• _WORK REQUIRED_:
Rewrite the lines from the one containing "of the boat" through the last line, both included, and add 72 to every coordinate in the answers.

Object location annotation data
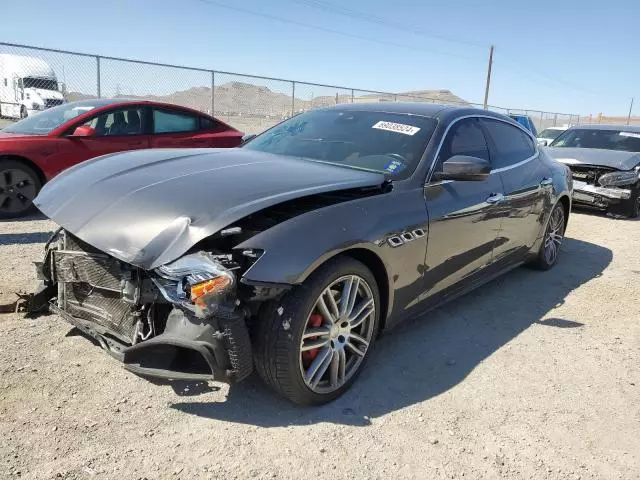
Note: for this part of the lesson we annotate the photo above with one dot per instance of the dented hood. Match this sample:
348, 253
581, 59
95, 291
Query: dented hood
149, 207
595, 156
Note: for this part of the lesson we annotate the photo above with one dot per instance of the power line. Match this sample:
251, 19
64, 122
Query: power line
331, 30
367, 17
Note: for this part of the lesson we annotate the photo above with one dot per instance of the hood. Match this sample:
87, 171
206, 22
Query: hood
45, 94
149, 207
594, 156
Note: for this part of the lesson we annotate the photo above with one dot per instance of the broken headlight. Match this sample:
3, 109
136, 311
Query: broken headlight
195, 282
618, 179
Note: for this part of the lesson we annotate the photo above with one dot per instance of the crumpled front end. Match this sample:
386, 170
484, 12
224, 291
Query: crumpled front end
180, 322
602, 187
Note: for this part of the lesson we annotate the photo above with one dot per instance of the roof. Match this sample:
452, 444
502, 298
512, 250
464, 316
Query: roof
23, 66
597, 126
419, 108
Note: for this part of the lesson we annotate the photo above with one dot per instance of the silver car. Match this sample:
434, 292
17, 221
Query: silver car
605, 165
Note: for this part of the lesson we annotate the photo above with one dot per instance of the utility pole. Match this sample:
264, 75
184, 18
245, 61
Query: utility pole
486, 91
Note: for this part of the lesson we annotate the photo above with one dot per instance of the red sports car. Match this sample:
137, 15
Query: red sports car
39, 147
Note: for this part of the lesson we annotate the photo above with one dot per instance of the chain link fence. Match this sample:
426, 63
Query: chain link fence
33, 79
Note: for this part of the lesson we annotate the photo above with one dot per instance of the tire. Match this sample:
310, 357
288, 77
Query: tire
553, 236
278, 335
19, 185
631, 207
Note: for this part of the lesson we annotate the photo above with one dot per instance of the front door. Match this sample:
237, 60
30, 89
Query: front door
117, 130
527, 184
464, 216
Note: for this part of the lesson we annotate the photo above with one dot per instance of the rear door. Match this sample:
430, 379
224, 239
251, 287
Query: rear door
527, 184
180, 129
464, 216
116, 130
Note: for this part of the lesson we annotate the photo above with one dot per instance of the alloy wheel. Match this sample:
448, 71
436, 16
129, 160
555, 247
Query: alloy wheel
17, 191
555, 234
337, 334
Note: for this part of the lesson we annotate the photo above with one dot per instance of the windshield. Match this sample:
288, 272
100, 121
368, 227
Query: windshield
44, 83
550, 133
389, 143
604, 139
42, 123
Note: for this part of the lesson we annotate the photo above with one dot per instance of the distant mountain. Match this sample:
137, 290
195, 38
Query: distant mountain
239, 98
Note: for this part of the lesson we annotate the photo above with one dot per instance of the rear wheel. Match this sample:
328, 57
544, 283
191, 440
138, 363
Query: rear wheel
312, 346
553, 237
19, 185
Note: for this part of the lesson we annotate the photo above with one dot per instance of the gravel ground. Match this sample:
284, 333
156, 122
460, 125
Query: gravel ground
536, 375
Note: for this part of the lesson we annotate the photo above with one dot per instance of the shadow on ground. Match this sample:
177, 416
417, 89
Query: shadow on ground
427, 356
24, 238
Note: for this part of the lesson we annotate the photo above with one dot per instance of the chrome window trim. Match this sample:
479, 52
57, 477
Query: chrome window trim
497, 170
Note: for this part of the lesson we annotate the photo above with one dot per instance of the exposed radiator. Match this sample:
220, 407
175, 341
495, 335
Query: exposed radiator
91, 287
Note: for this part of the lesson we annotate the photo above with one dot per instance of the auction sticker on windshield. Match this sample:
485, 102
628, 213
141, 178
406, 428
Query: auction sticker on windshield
397, 127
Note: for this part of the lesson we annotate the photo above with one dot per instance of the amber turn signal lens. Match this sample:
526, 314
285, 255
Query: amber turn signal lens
214, 285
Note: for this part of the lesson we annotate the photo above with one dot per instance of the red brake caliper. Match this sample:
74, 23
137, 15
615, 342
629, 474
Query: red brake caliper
315, 320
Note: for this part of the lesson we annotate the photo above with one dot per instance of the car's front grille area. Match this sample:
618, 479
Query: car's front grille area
92, 286
589, 174
50, 102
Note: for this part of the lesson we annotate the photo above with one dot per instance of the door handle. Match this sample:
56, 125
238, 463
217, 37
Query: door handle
546, 181
495, 198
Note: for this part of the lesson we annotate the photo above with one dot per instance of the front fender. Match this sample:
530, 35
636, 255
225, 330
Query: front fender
297, 247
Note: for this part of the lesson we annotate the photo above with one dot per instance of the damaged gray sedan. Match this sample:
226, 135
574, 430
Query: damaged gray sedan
605, 165
293, 253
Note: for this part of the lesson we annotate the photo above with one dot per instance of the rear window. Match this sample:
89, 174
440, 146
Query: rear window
604, 139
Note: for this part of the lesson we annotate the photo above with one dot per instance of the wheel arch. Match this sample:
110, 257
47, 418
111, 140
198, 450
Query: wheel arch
566, 205
380, 272
25, 161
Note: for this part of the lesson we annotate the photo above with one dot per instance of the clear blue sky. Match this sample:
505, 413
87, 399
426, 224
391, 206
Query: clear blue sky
572, 56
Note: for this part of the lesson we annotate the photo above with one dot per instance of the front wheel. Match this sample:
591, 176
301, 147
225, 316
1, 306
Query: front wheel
553, 237
19, 185
311, 346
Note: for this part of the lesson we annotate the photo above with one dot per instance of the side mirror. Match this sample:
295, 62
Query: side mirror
248, 137
84, 131
464, 168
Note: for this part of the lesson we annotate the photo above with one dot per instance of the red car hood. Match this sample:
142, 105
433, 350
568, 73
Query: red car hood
13, 136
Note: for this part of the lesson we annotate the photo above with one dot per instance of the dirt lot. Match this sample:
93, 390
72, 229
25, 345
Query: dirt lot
536, 375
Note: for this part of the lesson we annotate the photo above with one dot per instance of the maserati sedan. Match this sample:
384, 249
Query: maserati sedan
39, 147
291, 254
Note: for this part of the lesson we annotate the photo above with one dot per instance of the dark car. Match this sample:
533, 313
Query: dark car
293, 253
36, 149
526, 122
605, 164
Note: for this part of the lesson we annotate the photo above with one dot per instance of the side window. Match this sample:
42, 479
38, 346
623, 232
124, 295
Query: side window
126, 121
208, 124
512, 144
464, 138
173, 122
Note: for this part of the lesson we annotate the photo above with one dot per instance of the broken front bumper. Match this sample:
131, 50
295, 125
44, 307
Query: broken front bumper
187, 350
600, 197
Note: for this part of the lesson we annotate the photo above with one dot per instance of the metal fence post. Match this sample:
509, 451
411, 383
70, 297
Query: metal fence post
98, 77
213, 93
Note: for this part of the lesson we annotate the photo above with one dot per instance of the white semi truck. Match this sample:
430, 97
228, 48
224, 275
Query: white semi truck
28, 85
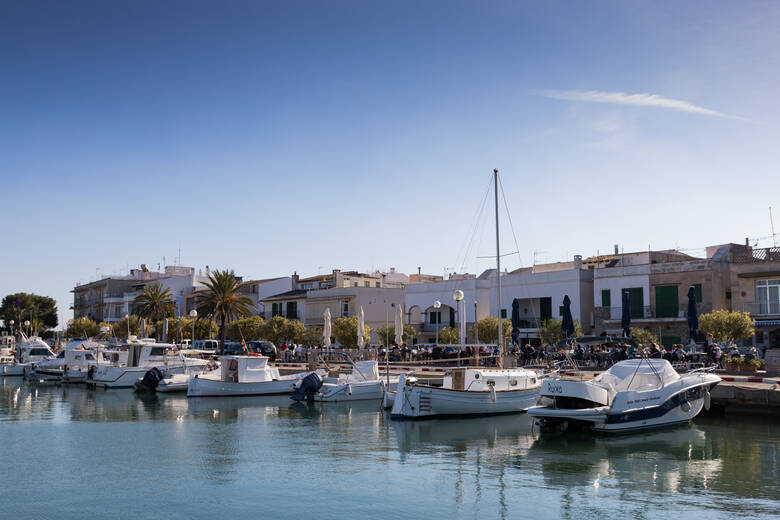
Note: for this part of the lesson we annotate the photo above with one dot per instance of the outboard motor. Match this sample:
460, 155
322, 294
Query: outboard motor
150, 381
307, 388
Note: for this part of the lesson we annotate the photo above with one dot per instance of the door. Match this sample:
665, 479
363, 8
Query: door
666, 301
545, 308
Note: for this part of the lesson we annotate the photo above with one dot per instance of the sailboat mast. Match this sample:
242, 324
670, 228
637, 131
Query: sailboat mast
498, 272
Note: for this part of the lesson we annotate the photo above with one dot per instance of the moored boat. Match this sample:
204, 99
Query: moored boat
636, 394
243, 376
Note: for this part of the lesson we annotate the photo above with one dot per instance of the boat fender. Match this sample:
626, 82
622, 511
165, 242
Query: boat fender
308, 387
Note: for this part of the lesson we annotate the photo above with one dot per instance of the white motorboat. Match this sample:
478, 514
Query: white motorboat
70, 366
243, 375
141, 357
635, 394
362, 384
179, 382
468, 391
30, 351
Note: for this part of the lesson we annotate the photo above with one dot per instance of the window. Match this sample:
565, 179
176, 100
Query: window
697, 290
767, 297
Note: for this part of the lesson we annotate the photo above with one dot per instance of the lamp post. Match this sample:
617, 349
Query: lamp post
193, 315
436, 305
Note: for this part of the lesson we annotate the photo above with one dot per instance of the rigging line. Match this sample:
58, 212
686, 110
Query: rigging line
470, 243
517, 246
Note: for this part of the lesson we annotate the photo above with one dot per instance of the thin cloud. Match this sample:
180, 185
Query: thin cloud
643, 100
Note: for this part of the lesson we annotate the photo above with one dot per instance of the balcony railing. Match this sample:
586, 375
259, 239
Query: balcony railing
762, 308
652, 312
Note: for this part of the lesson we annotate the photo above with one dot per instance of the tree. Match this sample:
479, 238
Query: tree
487, 329
222, 302
550, 331
154, 303
451, 335
23, 306
345, 331
386, 334
731, 326
82, 327
644, 337
279, 330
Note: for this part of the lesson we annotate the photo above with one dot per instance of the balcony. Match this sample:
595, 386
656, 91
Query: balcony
652, 312
762, 308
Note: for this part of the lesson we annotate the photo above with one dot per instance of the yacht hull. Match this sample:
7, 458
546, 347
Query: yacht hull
212, 387
419, 401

• _OUTPUT_:
Note: for this part of the lesson we annotate the photo above with one dot per instance of the boat fender. Match this sample:
626, 82
622, 511
165, 242
Query: boat fender
380, 459
Note: for this part of the lesson we annotate the photo above with one dot per instance of the white motorboat. Match this sample:
478, 514
Query: white motorboat
142, 438
315, 447
213, 429
707, 466
434, 456
251, 454
540, 463
102, 423
Note: for this part of the lesson we annotate the photo above with one dot per instance of the window. Match this sample:
565, 179
176, 100
Query: window
769, 362
839, 369
Note: for this part of the lesson we annotate the photo above with one dot per instance of the lamp post. Match this sample:
617, 349
Query: lamp post
265, 387
508, 377
Note: for this part of the lesson we annotate the photo above with one dot per instance of the rigging line. Match this sample:
58, 212
686, 110
Query: rigging line
542, 315
589, 318
Note: for this part of the lesson we annotate the photo above with one dot per instance of the thin cloud. Match this sample:
180, 185
Query: thin cloud
715, 172
Note: for this part of the lesson we annotate the photo above with one dot per instance of the balcony railing. Match this sample:
586, 375
259, 239
Query: balcony railing
834, 380
724, 384
Note: for this part of the lesson we annotate the photo above with one dot per instance of the tree. Match this sample:
479, 238
Query: tree
559, 401
294, 374
622, 403
226, 375
523, 407
95, 378
417, 403
458, 406
803, 398
154, 399
716, 409
351, 402
Note: for this part of the lesson we annotate the photo above with one dot per instance of the balcony. Match this sample:
595, 386
656, 91
Query: balcony
724, 384
834, 380
Note: for this part of the lesson we annotate the photo above with one dot per instance of the yacht hull. Match this sample:
7, 458
546, 347
Query: yacht hull
284, 459
491, 473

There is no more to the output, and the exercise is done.